#### Text section:

The delivery of material is accomplished by a number of means. There is an understandably high use of regular mail service, although fax service is also used. When material is delivered to off-campus locations, more than half the libraries use regular mail and more than half fax material where appropriate. The use of technological solutions such as email and Ariel (scanning) delivery is increasing. Eight libraries use Ariel scanning technology to deliver material over the Internet, and three of these take advantage of the system's email functionality. Direct delivery of print copy is an option that is also employed, with approximately one third of the libraries using Carecor and six using couriers from time to time. Two libraries use their own vehicles.
Payment for services is addressed in a numbers of ways. In general, there are charges for photocopy services (frequently 20 cents per page). Courier costs are also charged to the patron. The occasional library does not charge faculty or graduate students for ILL service, unless there is a charge assessed by the lending institution. A number of libraries use the internal charge back system of the University while a few libraries do not assess any charges to members of the University of Toronto community.
Future plans for resource sharing are focused on a new management system, to be introduced later this year. This will facilitate the development of services for patrons at a distance; for example, patron-initiated requests for interlibrary loans will be a possibility with the new system. Other technologies include posting scanned articles to a secure web site for direct retrieval by the patron; and the ability to request articles directly from a database search.
iii) Technical Assistance
Although the survey (Appendix D) did not specifically solicit information about technical services currently offered at a distance, such assistance is crucial for the patron who is trying to access services remotely. The following is illustrative and is taken from queries received by the User Support division within Information Technology Services during the period August 1998 to January 2000. In addition, many questions of a technical nature are handled at individual library service desks, as reported to the Task Force by the Reference Services Committee.

#### Data entries:

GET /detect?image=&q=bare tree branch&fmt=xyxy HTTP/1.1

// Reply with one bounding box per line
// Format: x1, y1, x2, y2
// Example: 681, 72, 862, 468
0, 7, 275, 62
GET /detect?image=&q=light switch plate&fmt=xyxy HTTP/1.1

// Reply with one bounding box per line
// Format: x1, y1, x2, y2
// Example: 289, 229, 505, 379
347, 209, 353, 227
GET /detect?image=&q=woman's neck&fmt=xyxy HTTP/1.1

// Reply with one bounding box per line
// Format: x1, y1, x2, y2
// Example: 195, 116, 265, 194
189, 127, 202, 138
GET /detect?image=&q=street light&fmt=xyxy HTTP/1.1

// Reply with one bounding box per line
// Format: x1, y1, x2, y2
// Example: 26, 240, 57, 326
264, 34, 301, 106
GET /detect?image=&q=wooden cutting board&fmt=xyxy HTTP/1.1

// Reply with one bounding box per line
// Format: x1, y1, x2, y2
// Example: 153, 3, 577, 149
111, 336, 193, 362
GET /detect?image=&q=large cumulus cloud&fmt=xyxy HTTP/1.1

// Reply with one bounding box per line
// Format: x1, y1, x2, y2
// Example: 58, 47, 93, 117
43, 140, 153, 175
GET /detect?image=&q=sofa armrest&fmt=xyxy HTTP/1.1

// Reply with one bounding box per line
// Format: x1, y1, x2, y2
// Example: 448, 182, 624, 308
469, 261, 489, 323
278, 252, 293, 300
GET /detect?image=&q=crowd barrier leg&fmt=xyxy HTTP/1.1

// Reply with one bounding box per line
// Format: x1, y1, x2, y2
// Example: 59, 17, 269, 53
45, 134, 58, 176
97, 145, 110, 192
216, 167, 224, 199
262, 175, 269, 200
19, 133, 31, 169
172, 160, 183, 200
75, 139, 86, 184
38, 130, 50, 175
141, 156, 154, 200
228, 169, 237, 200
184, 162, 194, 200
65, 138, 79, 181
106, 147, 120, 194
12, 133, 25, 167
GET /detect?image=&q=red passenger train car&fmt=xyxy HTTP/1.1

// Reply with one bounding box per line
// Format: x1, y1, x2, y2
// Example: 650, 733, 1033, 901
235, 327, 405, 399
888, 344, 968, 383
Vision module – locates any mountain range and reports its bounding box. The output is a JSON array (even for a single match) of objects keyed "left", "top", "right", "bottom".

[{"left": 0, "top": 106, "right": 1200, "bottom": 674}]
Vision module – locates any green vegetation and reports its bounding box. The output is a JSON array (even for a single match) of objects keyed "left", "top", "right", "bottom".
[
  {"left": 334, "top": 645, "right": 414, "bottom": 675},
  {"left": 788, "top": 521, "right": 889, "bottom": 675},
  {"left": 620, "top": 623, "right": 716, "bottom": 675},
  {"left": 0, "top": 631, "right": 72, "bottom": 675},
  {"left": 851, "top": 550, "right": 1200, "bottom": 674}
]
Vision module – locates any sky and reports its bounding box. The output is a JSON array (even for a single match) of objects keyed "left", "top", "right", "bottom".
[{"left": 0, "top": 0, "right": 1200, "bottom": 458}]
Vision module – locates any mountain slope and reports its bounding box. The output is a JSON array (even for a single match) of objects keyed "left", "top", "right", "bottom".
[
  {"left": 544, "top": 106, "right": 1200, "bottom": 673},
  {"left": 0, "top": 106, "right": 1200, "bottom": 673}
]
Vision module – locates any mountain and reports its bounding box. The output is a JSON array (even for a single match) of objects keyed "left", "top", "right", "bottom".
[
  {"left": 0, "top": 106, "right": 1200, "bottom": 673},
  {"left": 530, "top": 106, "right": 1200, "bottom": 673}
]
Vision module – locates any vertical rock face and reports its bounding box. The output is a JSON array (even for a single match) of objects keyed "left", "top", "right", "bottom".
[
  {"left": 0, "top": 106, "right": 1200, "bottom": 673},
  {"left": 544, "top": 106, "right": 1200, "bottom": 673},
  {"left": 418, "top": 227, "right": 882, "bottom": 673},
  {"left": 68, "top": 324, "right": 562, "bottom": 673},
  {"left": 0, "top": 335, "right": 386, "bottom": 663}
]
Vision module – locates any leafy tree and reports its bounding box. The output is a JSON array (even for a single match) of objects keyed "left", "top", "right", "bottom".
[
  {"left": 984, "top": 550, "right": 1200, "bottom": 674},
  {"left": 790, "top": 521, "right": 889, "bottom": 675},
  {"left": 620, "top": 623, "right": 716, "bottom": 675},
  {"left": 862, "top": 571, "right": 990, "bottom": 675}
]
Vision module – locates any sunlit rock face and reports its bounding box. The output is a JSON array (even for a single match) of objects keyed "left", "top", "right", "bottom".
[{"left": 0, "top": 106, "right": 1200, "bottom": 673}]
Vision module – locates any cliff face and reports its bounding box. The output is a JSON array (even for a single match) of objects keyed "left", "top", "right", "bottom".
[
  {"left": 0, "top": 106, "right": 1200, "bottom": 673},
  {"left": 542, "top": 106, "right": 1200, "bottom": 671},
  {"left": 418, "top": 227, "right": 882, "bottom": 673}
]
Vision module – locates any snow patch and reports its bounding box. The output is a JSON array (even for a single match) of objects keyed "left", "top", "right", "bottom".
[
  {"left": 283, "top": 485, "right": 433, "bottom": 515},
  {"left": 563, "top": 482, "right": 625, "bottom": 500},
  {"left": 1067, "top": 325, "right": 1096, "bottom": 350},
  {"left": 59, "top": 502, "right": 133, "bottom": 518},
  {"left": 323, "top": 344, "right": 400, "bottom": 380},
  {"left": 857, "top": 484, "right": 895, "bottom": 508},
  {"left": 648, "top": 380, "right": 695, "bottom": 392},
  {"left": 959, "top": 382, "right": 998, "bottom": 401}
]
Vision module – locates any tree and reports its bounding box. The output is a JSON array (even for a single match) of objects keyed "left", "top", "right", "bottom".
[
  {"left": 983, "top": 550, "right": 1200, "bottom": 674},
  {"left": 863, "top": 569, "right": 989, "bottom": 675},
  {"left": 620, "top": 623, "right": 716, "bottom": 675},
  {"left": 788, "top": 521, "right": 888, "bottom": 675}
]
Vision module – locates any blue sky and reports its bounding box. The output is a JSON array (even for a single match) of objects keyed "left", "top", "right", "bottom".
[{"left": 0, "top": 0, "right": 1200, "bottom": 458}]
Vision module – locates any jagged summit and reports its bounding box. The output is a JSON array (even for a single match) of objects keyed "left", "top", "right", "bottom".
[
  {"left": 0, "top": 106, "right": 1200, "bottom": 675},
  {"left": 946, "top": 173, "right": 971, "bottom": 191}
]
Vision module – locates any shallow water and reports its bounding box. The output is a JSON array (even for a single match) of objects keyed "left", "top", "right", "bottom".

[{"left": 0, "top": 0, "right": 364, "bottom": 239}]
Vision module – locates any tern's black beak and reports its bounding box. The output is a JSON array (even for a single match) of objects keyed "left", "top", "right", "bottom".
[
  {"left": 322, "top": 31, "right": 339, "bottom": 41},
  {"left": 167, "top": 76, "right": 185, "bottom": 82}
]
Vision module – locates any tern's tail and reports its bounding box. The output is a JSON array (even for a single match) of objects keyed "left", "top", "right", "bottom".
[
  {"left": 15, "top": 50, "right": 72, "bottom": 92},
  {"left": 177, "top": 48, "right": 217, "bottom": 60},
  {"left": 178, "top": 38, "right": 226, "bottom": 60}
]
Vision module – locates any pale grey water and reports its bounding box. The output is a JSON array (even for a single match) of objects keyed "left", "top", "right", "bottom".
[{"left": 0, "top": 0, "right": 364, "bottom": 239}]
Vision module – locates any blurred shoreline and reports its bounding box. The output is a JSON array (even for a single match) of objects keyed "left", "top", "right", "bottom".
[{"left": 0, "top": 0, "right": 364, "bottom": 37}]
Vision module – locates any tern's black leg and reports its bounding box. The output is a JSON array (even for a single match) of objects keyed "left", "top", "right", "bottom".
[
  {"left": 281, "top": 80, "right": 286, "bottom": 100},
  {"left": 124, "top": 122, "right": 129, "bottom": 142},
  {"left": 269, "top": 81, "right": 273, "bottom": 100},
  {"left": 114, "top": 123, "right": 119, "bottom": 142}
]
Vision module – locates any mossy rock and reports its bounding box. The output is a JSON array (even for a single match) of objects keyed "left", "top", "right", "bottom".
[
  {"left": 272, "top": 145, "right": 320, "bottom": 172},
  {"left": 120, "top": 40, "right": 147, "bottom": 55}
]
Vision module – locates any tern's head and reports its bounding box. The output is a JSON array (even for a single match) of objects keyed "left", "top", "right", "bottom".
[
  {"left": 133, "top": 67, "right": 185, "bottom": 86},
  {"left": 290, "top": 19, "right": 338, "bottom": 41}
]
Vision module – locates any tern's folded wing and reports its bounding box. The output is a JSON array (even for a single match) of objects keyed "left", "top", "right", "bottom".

#### Stated task:
Continue the passage on library services for remote users, starting right after its final sentence.

#### Task answer:
More than 8,000 e-mail queries and approximately 1,000 telephone queries were received during this period. There are a number of e-mail links on both the Gateway and the Library's web pages. Once non-technical queries (entrance requirements, residence information, catalogue and research questions, etc.) had been forwarded to appropriate departments both within the University and the Libraries, there were some 8,500 queries of a technical nature. Questions included how to connect, how to access resources, how to establish and use UTORmail, where to find search strategies, how to find links on various web pages, how to renew, how to view patron records, how to establish a proxy account, how to set up a Sympatico High Speed Edition account, what plugins and helpers are needed, why is the vendor server not responding.
These queries demonstrate that patrons at a distance need help not only to understand the operations of the University and the Libraries but also to understand the University's and Libraries' networks, servers, electronic resources and software applications.